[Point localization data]
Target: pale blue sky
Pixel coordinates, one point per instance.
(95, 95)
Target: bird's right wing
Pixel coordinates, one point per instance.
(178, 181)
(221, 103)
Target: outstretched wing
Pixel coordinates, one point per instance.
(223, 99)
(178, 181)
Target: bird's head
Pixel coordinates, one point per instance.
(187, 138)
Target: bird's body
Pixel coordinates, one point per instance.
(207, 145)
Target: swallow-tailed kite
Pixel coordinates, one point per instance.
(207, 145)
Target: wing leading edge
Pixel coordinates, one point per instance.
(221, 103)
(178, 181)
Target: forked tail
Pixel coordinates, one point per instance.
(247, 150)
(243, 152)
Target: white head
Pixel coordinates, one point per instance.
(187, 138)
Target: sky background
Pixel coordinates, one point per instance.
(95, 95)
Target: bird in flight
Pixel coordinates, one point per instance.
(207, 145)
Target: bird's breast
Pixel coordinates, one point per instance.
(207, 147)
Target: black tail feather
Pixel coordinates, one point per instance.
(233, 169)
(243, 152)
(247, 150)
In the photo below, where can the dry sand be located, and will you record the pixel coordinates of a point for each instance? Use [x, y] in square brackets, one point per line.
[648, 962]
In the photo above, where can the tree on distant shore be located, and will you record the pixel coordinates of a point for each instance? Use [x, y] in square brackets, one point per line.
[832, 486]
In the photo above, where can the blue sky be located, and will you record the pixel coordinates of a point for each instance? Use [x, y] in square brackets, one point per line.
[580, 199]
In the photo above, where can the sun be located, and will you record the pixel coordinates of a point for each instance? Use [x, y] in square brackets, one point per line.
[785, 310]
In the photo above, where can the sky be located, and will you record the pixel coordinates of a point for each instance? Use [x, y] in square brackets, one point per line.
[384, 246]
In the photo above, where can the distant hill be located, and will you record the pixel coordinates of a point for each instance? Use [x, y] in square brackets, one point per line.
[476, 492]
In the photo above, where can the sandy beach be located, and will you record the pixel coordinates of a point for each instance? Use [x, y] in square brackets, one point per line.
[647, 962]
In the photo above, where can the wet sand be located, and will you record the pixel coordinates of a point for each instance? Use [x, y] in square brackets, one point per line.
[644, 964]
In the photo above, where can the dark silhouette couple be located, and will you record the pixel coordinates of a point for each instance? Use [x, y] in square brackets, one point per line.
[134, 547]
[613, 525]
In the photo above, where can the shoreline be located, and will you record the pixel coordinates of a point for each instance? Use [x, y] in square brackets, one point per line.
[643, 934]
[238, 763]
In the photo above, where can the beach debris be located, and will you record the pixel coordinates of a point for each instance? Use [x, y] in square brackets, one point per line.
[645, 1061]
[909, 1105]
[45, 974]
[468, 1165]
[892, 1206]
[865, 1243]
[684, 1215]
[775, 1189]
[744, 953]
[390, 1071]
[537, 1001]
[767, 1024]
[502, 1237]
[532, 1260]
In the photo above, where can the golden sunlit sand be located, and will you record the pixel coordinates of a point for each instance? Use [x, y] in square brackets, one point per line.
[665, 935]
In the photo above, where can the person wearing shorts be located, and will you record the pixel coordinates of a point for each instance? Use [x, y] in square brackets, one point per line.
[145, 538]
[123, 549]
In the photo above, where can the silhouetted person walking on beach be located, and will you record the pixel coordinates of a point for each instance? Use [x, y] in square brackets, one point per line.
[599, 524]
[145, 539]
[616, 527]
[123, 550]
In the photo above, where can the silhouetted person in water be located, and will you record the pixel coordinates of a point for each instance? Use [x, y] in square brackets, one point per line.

The problem: Where a line of the records holds the word "head", copy that line.

Result:
Target: bird's head
Target: white head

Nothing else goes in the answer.